▶ _Given instruction_
Pick out each line in the rows below that contains the word "white", and copy those lines.

## BEGIN Available records

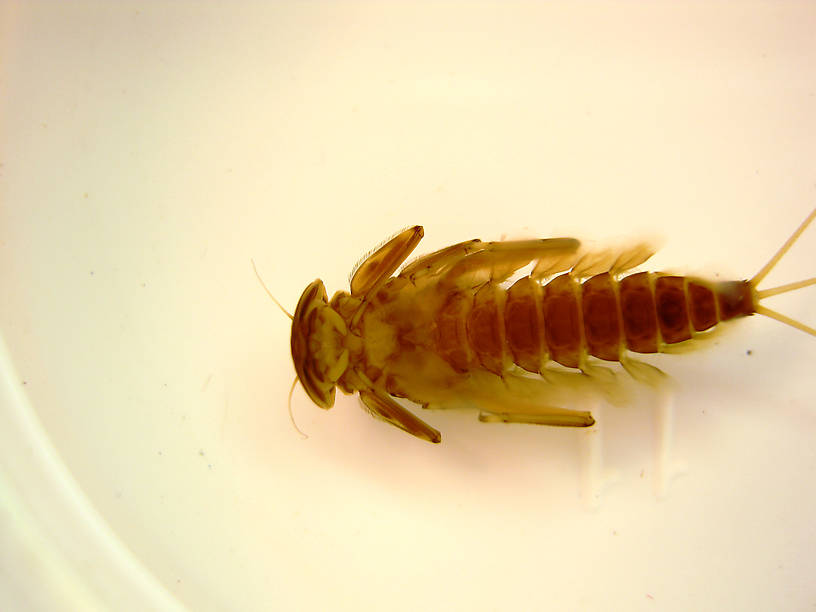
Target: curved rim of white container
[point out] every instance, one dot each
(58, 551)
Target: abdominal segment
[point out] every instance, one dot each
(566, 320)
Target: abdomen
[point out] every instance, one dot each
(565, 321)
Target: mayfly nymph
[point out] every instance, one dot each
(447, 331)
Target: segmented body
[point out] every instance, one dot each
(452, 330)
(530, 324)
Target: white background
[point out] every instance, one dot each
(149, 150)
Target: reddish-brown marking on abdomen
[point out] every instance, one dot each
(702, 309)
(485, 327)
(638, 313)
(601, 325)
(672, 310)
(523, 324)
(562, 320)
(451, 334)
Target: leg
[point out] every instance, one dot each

## END Available records
## BEGIN Available records

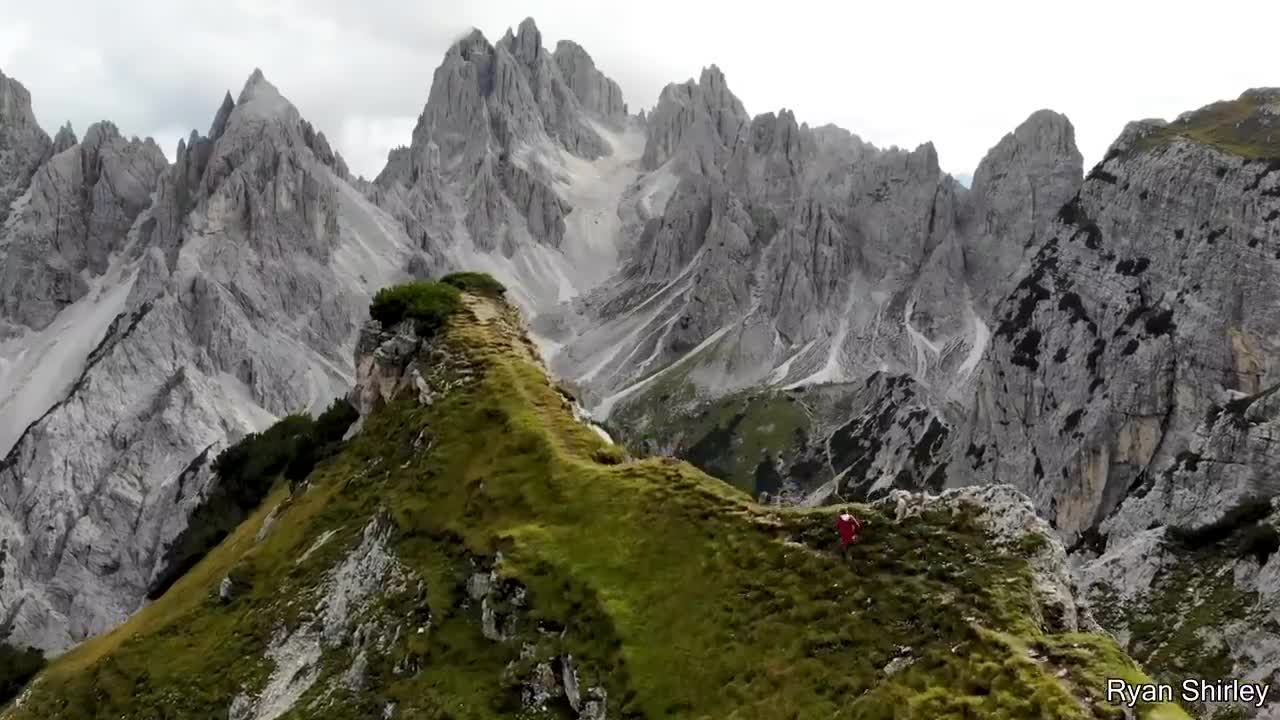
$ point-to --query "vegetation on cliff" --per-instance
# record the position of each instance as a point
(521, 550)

## END Available records

▶ _Task solution_
Target: curved rim of white container
Target: white background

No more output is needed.